• **AIM OF THE TASK**:
In the data below, find every line with the string "dress" and pull it out.
STUDY MATERIAL Block Start
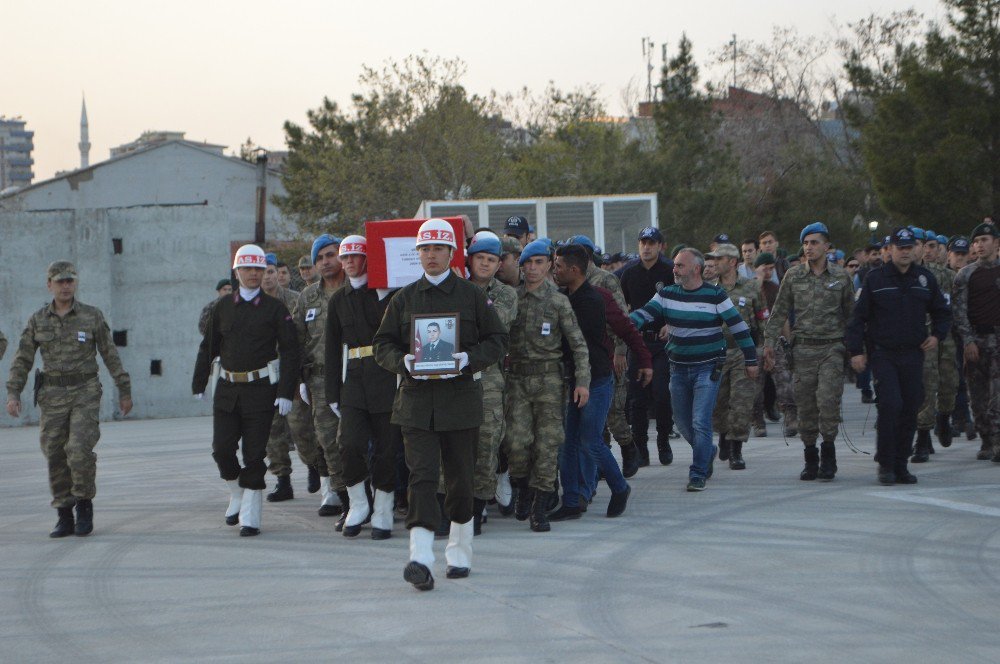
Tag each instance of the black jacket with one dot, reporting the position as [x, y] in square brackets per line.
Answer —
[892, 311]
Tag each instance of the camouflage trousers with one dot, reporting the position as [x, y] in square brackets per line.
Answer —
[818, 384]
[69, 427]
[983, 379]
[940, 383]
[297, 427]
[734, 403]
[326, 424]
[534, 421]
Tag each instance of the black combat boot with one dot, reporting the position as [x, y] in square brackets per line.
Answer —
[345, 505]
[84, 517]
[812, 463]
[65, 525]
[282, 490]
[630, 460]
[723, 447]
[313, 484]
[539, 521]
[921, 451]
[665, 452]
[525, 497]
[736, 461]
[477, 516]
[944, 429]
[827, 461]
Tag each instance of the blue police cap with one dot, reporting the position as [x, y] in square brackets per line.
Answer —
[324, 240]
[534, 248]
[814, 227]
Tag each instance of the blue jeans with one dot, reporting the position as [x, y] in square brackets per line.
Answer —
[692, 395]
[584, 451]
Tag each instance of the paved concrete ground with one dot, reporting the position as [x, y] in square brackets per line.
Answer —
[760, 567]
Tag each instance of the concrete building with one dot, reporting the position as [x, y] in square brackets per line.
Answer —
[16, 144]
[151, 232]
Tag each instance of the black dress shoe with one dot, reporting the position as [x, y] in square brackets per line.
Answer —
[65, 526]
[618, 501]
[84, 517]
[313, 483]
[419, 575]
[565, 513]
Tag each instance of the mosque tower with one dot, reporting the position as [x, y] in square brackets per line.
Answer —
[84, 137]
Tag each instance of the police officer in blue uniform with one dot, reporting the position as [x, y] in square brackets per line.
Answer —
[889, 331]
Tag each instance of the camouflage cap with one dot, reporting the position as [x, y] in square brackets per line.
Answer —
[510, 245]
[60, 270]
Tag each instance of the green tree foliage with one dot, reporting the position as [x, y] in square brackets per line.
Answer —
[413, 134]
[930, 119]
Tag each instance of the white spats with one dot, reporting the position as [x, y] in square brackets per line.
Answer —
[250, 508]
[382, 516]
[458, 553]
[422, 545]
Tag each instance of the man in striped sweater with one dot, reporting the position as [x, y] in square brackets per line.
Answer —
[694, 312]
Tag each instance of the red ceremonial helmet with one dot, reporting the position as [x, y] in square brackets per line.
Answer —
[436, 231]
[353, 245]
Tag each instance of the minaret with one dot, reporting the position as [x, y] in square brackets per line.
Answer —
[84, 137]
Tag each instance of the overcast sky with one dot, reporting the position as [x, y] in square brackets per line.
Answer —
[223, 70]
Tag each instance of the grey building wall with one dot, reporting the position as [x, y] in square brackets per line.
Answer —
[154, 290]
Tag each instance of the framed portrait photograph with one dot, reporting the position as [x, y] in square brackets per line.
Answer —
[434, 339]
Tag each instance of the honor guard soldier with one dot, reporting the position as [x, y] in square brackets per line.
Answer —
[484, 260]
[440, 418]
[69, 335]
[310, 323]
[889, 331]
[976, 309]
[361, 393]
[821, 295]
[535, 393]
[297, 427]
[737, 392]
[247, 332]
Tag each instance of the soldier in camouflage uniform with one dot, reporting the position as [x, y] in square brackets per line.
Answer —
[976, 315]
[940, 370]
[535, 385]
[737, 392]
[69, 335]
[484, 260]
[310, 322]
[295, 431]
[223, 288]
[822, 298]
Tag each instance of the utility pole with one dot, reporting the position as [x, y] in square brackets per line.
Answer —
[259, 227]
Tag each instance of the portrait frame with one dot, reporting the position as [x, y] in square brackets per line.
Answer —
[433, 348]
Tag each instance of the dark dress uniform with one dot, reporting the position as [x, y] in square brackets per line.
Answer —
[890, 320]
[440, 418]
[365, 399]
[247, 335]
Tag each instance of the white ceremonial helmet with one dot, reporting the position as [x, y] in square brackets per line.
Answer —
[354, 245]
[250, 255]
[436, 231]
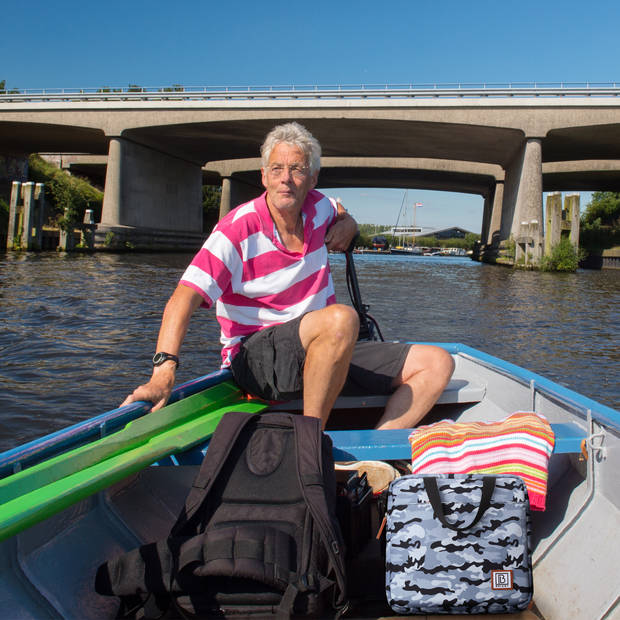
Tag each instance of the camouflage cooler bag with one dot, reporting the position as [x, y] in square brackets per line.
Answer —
STUDY MATERIAL Block End
STUDY MATERIAL Block Start
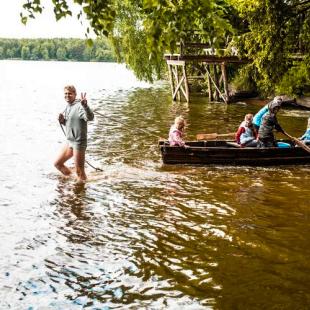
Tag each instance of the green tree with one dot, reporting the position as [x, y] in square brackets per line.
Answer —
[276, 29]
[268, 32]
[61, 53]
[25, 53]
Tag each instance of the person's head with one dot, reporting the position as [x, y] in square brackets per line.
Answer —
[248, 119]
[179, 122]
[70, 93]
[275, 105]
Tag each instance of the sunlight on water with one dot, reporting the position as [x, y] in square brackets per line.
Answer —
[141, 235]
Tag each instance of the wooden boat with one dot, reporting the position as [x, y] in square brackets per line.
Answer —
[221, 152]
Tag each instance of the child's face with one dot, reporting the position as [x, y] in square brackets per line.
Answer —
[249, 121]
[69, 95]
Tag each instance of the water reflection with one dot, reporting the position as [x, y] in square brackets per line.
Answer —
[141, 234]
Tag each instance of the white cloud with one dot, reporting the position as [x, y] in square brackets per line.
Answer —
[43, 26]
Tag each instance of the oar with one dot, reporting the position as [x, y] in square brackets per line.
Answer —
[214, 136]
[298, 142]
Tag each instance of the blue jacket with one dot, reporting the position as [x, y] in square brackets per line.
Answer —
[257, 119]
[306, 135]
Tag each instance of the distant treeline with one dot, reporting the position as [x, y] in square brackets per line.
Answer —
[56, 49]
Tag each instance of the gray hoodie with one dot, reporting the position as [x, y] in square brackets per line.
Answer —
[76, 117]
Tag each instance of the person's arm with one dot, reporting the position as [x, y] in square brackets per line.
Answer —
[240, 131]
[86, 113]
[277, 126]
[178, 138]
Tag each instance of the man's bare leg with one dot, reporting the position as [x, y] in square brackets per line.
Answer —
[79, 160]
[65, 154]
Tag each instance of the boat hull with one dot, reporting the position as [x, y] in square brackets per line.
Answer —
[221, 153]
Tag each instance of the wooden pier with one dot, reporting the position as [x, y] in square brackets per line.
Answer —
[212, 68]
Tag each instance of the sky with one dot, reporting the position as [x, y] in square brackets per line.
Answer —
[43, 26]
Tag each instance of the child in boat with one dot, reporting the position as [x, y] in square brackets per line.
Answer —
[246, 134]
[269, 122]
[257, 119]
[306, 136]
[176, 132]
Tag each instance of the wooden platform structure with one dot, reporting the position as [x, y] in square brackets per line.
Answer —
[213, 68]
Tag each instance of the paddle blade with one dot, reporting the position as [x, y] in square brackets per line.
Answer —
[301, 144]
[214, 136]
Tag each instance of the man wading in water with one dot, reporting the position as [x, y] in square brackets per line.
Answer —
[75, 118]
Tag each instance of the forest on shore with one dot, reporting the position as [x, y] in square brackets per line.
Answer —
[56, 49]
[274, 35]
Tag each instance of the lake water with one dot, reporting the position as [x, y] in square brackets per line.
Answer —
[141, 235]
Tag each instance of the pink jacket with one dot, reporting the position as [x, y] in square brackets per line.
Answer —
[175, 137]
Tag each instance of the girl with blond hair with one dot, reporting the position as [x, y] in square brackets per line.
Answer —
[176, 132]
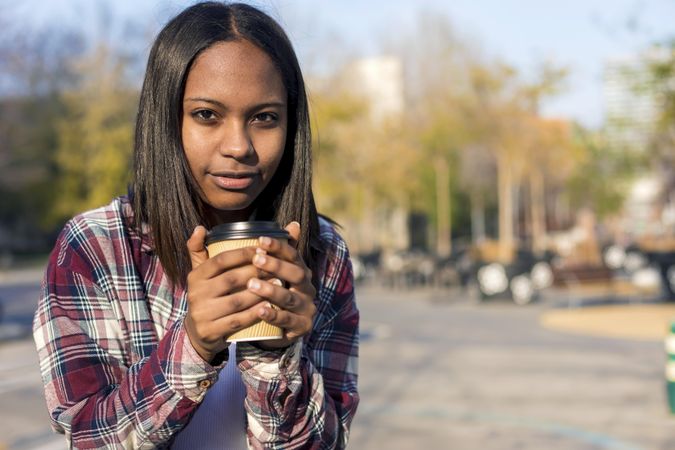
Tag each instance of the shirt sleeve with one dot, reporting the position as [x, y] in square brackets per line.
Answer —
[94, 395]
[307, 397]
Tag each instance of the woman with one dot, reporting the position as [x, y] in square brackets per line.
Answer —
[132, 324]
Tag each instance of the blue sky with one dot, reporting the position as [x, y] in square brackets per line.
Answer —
STUDY MATERIAL Block End
• **RESULT**:
Tag each instance of the black dress shoe with one dot, reporting the position as [x, y] in square brackets per line.
Tag each instance of the dark dress uniform with one dot, reporting the position as [x, y] in square brackets per line.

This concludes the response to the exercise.